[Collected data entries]

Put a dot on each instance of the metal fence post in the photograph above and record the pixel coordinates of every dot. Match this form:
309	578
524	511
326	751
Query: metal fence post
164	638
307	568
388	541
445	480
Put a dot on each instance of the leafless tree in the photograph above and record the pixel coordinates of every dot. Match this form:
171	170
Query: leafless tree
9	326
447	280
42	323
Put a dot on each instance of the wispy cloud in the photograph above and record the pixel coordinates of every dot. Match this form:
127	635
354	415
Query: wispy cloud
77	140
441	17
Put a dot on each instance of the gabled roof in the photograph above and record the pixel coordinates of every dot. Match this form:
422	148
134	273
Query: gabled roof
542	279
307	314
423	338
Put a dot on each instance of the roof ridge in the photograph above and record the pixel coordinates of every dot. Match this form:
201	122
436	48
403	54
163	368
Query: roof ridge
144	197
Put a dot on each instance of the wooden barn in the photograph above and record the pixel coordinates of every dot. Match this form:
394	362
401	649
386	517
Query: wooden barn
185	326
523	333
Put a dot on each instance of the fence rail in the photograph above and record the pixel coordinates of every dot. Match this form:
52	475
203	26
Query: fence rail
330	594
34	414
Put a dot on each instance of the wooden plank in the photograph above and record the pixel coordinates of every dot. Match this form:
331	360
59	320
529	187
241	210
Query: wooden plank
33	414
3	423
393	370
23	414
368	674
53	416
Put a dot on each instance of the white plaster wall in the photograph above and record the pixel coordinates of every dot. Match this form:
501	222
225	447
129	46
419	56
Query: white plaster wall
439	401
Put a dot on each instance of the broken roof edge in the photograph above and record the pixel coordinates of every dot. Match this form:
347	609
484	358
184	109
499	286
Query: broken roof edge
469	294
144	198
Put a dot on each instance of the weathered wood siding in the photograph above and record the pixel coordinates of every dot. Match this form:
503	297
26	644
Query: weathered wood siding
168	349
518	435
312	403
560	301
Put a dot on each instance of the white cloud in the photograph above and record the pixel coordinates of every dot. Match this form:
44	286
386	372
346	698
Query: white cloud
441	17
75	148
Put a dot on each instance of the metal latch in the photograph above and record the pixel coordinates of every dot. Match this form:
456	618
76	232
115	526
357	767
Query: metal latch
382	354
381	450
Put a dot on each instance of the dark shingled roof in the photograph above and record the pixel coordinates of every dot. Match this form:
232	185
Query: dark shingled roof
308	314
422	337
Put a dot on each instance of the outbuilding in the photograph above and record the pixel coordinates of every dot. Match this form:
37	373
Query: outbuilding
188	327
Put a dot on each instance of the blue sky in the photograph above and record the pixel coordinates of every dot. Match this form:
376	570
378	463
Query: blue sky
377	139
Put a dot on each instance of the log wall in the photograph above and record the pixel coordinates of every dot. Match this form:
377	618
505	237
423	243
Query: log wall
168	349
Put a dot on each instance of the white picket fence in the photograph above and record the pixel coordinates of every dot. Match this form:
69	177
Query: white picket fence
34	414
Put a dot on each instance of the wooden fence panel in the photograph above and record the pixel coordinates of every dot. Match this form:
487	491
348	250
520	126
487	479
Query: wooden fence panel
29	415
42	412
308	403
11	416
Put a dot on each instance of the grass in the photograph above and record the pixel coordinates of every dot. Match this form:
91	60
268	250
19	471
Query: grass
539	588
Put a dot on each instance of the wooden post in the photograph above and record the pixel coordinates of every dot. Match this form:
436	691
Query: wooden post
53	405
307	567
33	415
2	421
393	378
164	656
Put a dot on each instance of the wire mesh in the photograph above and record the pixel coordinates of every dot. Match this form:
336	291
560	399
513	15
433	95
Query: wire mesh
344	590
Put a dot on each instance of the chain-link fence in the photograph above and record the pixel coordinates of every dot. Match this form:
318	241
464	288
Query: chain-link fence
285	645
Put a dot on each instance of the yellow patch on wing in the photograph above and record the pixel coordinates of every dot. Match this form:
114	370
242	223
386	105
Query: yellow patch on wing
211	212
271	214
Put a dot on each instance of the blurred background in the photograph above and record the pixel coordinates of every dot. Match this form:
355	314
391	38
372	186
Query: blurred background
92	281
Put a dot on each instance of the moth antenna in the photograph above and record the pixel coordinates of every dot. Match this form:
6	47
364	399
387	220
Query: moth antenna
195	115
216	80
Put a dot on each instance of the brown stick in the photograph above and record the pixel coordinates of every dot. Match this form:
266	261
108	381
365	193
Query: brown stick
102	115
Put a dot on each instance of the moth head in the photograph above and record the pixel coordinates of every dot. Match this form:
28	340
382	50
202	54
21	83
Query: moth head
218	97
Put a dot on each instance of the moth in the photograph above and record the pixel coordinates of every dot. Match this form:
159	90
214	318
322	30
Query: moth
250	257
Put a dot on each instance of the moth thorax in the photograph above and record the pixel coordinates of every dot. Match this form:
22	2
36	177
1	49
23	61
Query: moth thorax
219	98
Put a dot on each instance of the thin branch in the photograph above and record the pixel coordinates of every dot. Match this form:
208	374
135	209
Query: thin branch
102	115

* **WORK INSTRUCTIONS**
Restate the data above exactly, keeping each word as it stands.

* **FINISHED ANSWER**
Put a dot on each instance of the metal fence post in the photograph above and record the pixel coordinates of every dot. Match this form:
309	578
524	511
326	751
Query: metal fence post
164	638
307	568
388	541
445	480
Put a dot on each instance of the leafless tree in the photograph above and record the pixel coordinates of every dot. Match this form:
171	170
Query: leafless tree
9	326
447	280
42	323
Put a dot on each instance of the wispy cloud in the photograph above and record the pixel coordinates of every dot. Match this form:
127	635
354	415
Query: wispy cloud
77	140
441	17
Put a dot on each instance of the gabled roof in the photograph above and record the pixel coordinates of every dot. Match this form:
422	148
134	273
Query: gabled roof
542	279
307	314
423	338
Put a dot on each instance of the roof ridge in the photograph above and record the pixel coordinates of every dot. Match this form:
201	122
436	48
403	54
163	368
Query: roof ridge
144	197
Put a dot on each instance of the wooden barn in the photograph above and record the pixel coordinates of every dot. Match this form:
394	362
401	649
386	517
Query: wooden barn
185	326
523	333
Put a dot on each instance of the fence rail in the photograph above and record the pixel coordinates of every dot. Match this form:
52	475
203	26
Query: fence rail
330	594
34	414
Put a dot on each instance of the wooden plank in the photograph above and record the pixel coordinates of every dot. Match this form:
331	360
59	320
529	187
241	210
Query: wooden plank
33	414
3	423
393	370
23	414
368	674
53	416
Put a dot on each instance of the white plaster wall in the photograph above and record the pixel coordinates of every dot. Match this form:
501	222
225	447
129	46
419	56
Query: white plaster wall
439	401
Put a dot on each instance of the broken roof edge in the photograph above and record the pixel coordinates of every dot. Match this form:
347	609
484	358
184	109
499	286
Query: broken roof edge
469	294
144	198
Put a dot on each instance of the weathered wood siding in the photograph above and record the pixel coordinates of every dot. Match this form:
503	297
26	644
Query: weathered wood siding
168	349
518	435
312	403
560	301
Put a dot on each instance of the white cloud in the photograph above and record the pixel coordinates of every dot. Match this form:
44	286
386	372
346	698
Query: white cloud
441	17
75	148
Put a dot on each instance of the metal latch in the photograph above and record the pixel coordinates of every dot. Match this form:
456	618
76	232
115	526
357	767
Query: metal latch
382	354
381	450
Put a dot on each instance of the dark shingled roof in the photograph above and record the pixel coordinates of every dot. Match this form:
232	185
Query: dark shingled roof
308	314
422	337
Put a dot on each instance of the outbuilding in the photograph above and record the pixel coordinates of every dot. Match this form:
37	373
Query: outbuilding
188	327
Put a dot on each instance of the blue sky in the photograph above and record the pixel coordinates of every dot. Match this form:
376	570
378	463
Query: blue sky
377	139
Put a dot on each instance of the log wall in the photograph above and record the pixel coordinates of every dot. Match this form:
377	618
505	237
423	243
Query: log wall
168	349
Put a dot on each instance of the white picket fence in the photograph above and record the pixel coordinates of every dot. Match this form:
69	177
Query: white picket fence
34	414
Put a dot on each instance of the wooden fence panel in the photograph above and record the pixel coordinates of every dot. Match this form:
487	491
348	250
520	126
487	479
Query: wooden fence panel
29	415
42	412
308	403
11	416
Put a dot on each instance of the grass in the photograph above and record the pixel coordinates of every dot. Match this form:
91	60
268	250
19	471
Query: grass
539	588
Put a dot on each instance of the wooden post in the photograph above and record the pixel coordinates of every dot. Match this form:
436	691
Query: wooden post
53	405
307	567
33	415
2	421
393	378
164	656
Put a dot on each instance of the wire mesh in the photograph above and record the pixel coordinates of every dot. Match this form:
336	291
560	399
513	15
433	95
Query: wire mesh
344	590
Put a dot on each instance of the chain-link fence in the photograph above and record the pixel coordinates of every dot. Match this form:
318	241
464	288
Query: chain-link fence
285	645
Put a dot on each instance of the yellow patch on wing in the photograph above and record the pixel coordinates of every dot. Match this form:
114	370
242	223
386	105
Query: yellow patch on wing
211	212
271	214
Put a dot on each instance of the blurred background in the photograph above and record the pixel coordinates of every dot. Match this form:
355	314
391	38
372	186
Query: blurred background
92	281
Put a dot on each instance of the moth antenna in the photograph above and record the pixel coordinates of every dot. Match this form:
6	47
364	399
387	220
Query: moth antenna
195	115
216	80
Put a dot on each instance of the brown stick in the photograph above and record the pixel coordinates of every dot. Match this form:
266	261
108	381
365	193
Query: brown stick
102	115
Put a dot on each instance of the moth head in the photograph above and record the pixel coordinates of every dot. Match this form:
28	340
382	50
202	54
21	83
Query: moth head
218	97
Put a dot on each instance of the moth in the photograph above and record the pixel coordinates of every dot. Match this form:
159	90
214	318
322	30
Query: moth
250	257
Put a dot on each instance of the moth thorax in the photograph above and record the pixel coordinates of every dot. Match this form:
22	2
36	177
1	49
23	61
Query: moth thorax
219	98
Put a dot on each instance of the thin branch in the photograph above and record the pixel coordinates of every dot. Match this form:
208	374
135	209
Query: thin branch
102	115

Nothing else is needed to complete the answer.